◆ Written problem
From the records below, extract the lines that begin with the one containing "piece with a bounding box?" and run through the one containing "[0,21,13,32]", both included, and reproduce them without any change.

(Entries from an annotation dataset)
━━━
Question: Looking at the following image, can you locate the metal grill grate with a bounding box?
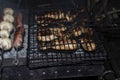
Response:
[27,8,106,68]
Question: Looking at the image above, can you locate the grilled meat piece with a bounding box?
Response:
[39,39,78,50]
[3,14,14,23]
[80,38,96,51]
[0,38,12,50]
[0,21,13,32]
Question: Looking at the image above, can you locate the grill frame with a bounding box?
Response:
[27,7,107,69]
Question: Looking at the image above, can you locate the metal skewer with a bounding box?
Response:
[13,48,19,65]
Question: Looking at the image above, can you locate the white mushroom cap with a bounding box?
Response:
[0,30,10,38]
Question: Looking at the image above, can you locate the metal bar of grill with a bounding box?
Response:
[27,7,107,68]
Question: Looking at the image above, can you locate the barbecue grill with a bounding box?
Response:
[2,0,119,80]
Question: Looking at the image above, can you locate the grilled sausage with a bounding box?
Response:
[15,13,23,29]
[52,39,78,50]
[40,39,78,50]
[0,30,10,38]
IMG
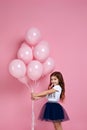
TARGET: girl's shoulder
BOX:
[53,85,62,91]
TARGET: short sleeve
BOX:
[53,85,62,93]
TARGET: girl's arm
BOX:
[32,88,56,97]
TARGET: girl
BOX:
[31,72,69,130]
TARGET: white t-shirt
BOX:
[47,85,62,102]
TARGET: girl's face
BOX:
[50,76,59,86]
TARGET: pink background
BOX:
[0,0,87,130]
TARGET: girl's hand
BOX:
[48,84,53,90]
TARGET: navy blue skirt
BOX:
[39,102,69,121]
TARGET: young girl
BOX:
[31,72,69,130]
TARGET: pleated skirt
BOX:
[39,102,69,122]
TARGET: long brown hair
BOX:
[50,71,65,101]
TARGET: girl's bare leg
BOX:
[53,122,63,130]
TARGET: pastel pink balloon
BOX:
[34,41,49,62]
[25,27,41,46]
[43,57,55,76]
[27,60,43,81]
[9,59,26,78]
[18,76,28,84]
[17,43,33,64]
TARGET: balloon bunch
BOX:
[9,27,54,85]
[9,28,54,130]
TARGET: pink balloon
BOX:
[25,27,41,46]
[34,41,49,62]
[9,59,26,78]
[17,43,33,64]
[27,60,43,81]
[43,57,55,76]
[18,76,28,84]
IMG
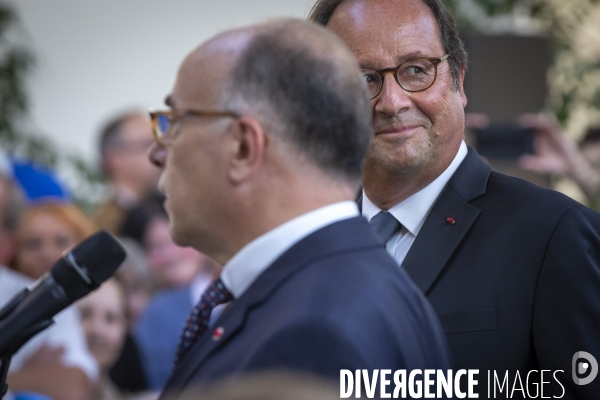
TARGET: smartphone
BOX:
━━━
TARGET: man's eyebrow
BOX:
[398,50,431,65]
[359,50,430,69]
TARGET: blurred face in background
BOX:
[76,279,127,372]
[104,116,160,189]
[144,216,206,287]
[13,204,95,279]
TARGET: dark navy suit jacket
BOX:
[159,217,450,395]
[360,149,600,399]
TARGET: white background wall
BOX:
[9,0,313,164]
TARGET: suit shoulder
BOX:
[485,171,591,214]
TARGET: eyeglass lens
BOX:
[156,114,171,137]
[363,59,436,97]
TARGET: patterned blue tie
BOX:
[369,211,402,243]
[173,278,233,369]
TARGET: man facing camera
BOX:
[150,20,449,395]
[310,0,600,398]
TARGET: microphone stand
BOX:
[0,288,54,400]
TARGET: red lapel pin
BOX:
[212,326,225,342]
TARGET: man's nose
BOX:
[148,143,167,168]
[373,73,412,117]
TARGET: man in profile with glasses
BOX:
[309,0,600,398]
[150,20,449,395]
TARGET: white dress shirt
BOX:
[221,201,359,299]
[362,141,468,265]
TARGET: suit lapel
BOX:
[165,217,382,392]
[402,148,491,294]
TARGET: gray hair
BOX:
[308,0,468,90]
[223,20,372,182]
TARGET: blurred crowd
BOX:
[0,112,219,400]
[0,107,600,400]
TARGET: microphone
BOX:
━━━
◆ Reply to the exercise
Question: Looking at the image above, can you locate the grilled meat piece with a bounding box?
Response:
[39,39,78,50]
[3,14,14,23]
[80,38,96,51]
[0,38,12,50]
[0,21,13,32]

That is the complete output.